* EXERCISES TO COMPLETE:
• A. In the passage on the Kentucky saddle-horse, condense the paragraph beginning "There is one point in which the thoroughbred is doubtless superior" into a bulleted list that keeps its main facts.
• B. Translate this sentence from the passage on the Kentucky saddle-horse into French: "The fault of the Kentucky saddle-horse often is that he is thick in the shoulder."
• C. Carry on the passage on the Kentucky saddle-horse, starting after its final sentence.

━━━ TEXT EXTRACT ━━━

ATHLETE. A COMBINATION TROTTING AND SADDLE BRED HORSE FROM GREENBRIER COUNTY, WEST VIRGINIA
There is one point in which the thoroughbred is doubtless superior to the Kentucky saddle-horse. I mean the shoulder. The fault of the Kentucky saddle-horse often is that he is thick in the shoulder. The Kentucky horse would be about perfect if one could give him the shoulder of the thoroughbred; yes, and if one could give him a little heavier bone. No doubt the Kentucky men would say that the proof of the pudding is in the eating, and since the Kentucky horse, as he now is, is about perfect in gaits, there is no occasion to change him. There is reason in this, and yet there are practical advantages in the thoroughbred shoulder. The rider grasps it with his knees more easily than a thicker shoulder. And for women who ride with a side-saddle a deep and slender shoulder and high withers are a necessity; they are needed to hold a side-saddle in place. If the horse is thick-shouldered, the groom must be continually getting off to tighten the girths, which thus have to be made so tight that the animal can scarcely breathe. And then, quite apart from its utility, there is no doubt of the beauty of the thoroughbred shoulder. It is beautiful whether you see it in Jack-pot or Miss Trix, or in some old screw of thoroughbred ancestry that pulls a grocer’s wagon. You will sometimes see about a stable a half-starved, uncared-for animal with a shoulder the memory of which will remain with you for years. That shoulder is entirely the property of the thoroughbred. You never see it except in a thoroughbred or a descendant of thoroughbreds. I do not know whence it comes. It does not appear to come from the Arab, from which are derived most of the characteristics of the thoroughbred. It can come only from the thoroughbred. For this reason I cannot agree with those critics who have opposed the recent action of the Kentucky saddle-horsemen in admitting to registration the product of Kentucky saddle-horses crossed with thoroughbreds. Of course it is to be hoped that breeders will choose those thoroughbreds that are without certain thoroughbred faults.

━━━ DATA ROWS ━━━

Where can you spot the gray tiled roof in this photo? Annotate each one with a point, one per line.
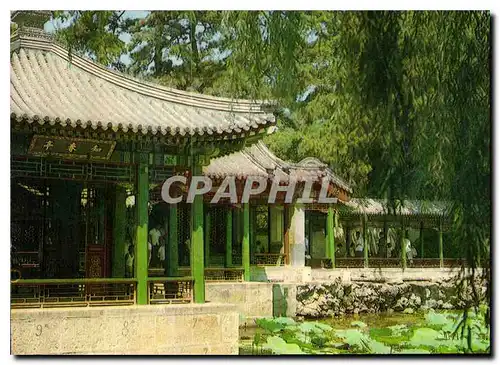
(408, 207)
(47, 87)
(258, 160)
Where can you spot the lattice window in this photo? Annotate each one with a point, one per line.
(74, 170)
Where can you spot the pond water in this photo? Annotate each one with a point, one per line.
(395, 333)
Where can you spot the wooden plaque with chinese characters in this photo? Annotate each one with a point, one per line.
(78, 148)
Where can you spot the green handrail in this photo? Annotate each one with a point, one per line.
(75, 281)
(162, 279)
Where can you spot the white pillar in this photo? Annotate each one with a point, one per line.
(297, 236)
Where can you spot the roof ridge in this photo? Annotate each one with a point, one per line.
(28, 38)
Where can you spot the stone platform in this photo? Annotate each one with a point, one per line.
(190, 329)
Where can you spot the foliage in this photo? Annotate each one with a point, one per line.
(397, 103)
(436, 333)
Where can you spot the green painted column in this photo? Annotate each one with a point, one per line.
(441, 256)
(365, 243)
(422, 240)
(197, 246)
(120, 247)
(173, 242)
(330, 235)
(141, 249)
(206, 241)
(229, 237)
(348, 242)
(403, 248)
(245, 250)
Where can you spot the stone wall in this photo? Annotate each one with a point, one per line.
(252, 300)
(192, 329)
(287, 274)
(350, 293)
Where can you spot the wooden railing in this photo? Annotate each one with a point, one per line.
(349, 262)
(376, 262)
(44, 293)
(176, 290)
(268, 259)
(213, 274)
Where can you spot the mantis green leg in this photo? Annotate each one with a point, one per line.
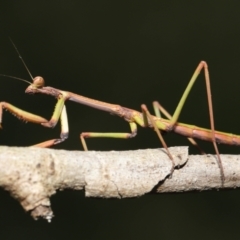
(146, 116)
(158, 108)
(133, 127)
(174, 118)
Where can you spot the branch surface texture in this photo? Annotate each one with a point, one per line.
(32, 175)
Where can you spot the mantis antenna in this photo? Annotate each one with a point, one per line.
(20, 79)
(19, 55)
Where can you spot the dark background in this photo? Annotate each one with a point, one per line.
(129, 53)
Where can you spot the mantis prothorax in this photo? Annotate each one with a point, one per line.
(133, 117)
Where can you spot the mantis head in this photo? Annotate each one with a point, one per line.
(38, 83)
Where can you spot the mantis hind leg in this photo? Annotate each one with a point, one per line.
(158, 109)
(146, 116)
(174, 118)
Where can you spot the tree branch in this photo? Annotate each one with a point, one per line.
(32, 175)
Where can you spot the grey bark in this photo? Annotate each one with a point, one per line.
(32, 175)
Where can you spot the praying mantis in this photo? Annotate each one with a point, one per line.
(133, 117)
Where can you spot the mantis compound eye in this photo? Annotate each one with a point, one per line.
(38, 82)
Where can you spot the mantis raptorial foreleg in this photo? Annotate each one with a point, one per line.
(29, 117)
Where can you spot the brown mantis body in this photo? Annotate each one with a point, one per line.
(133, 117)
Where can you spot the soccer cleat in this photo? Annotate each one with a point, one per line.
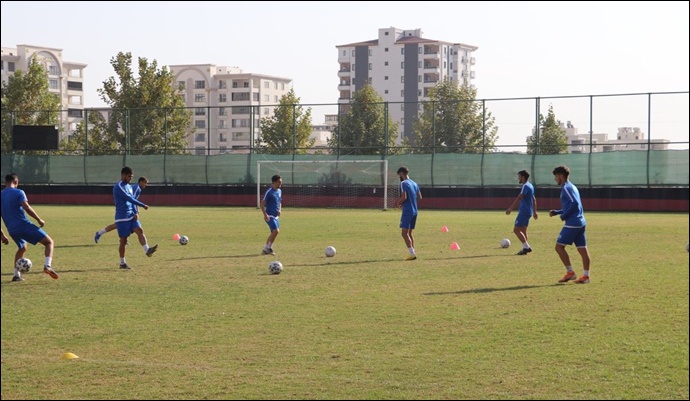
(524, 251)
(47, 270)
(568, 276)
(151, 250)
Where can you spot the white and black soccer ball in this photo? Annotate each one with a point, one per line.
(23, 265)
(275, 267)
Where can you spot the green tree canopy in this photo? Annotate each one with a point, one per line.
(288, 130)
(364, 130)
(551, 140)
(453, 121)
(148, 114)
(26, 100)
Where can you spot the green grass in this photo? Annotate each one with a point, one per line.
(207, 321)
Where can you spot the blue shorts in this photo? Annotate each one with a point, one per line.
(570, 235)
(273, 223)
(408, 221)
(126, 228)
(29, 233)
(522, 220)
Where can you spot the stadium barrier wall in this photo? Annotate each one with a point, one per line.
(674, 199)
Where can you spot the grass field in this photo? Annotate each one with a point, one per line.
(207, 321)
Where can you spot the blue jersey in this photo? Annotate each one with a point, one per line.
(12, 211)
(273, 198)
(411, 189)
(571, 206)
(527, 201)
(125, 201)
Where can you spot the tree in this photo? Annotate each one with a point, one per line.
(551, 140)
(288, 130)
(148, 114)
(26, 100)
(454, 122)
(364, 130)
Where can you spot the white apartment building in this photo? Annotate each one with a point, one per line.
(402, 66)
(65, 78)
(627, 138)
(227, 105)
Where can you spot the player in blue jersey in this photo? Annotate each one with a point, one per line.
(527, 208)
(15, 207)
(409, 195)
(573, 230)
(136, 191)
(271, 206)
(126, 218)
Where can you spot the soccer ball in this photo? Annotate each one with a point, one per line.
(24, 265)
(275, 267)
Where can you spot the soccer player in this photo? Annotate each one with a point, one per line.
(271, 206)
(528, 208)
(409, 194)
(126, 219)
(573, 230)
(15, 207)
(136, 191)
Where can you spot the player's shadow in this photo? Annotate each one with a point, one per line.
(490, 290)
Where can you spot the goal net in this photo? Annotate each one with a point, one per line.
(331, 183)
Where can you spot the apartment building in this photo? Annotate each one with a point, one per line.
(227, 105)
(627, 138)
(65, 78)
(402, 66)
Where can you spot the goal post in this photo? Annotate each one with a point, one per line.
(330, 183)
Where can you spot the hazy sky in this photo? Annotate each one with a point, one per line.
(526, 49)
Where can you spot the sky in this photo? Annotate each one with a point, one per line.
(571, 53)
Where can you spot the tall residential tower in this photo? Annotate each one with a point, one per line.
(402, 67)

━━━

* THE REPLIES:
• A.
- The thoroughbred's one clear advantage over the Kentucky saddle-horse is its shoulder. The Kentucky horse is often too thick there and could also use slightly heavier bone.
- Kentucky breeders might answer that their horse's gaits are already close to perfect. The author grants this has some merit.
- A thoroughbred shoulder has practical value. A rider grips it more easily with the knees.
- Side-saddle riders need a deep, slender shoulder and high withers to keep the saddle in place. On a thick-shouldered horse the groom must keep stopping to tighten the girths, until the animal can barely breathe.
- The thoroughbred shoulder is also beautiful, even on a neglected horse of thoroughbred descent. It appears only in thoroughbreds and their descendants, and it does not seem to come from the Arab.
- For this reason the author supports the Kentucky saddle-horsemen's decision to register crosses with thoroughbreds. Breeders should still choose thoroughbreds free of the breed's typical faults.

• B. Le défaut du cheval de selle du Kentucky est souvent d'avoir l'épaule épaisse.

• C.
Drawn by Joseph Clement Coll
AWARDING THE BLUE RIBBON
There is one purpose for which thoroughbreds are certainly necessary. Hunters must be of thoroughbred blood. There are horses not of thoroughbred blood that can be taught to jump, but a hunter must also be able to run. It is often said that hunting in this country is not serious, and that is probably true. Hunting over timber is too dangerous to be widely and generally practised. It is different from hunting over hedges, which can be broken through. A horse must clear a wood fence if he is to get over it safely. If he strikes the fence with his knees, he may turn a somersault and fall on his rider, and horses cannot be relied upon to clear fences. The most celebrated of English hunters, Assheton Smith, who had made a study of falling and had learned how to fall, had sixty falls the year he was eighty. (By the way, one wonders what kind of horses he rode; they could have done better for him than that in Virginia.) We may be sure he did not have those falls over timber.
But it is not certain that hunting has no considerable future in this country. Knowing what the spirit of sport has accomplished here within the memory of most of us, there is no saying what it may yet do. I have sometimes wondered why some such large preserves of land, stretches of forest and meadow as are taken by clubs for shooting and fishing, are not set apart for hunting, in which it would be possible to hunt the stag and the fox or even to revive sports more old fashioned.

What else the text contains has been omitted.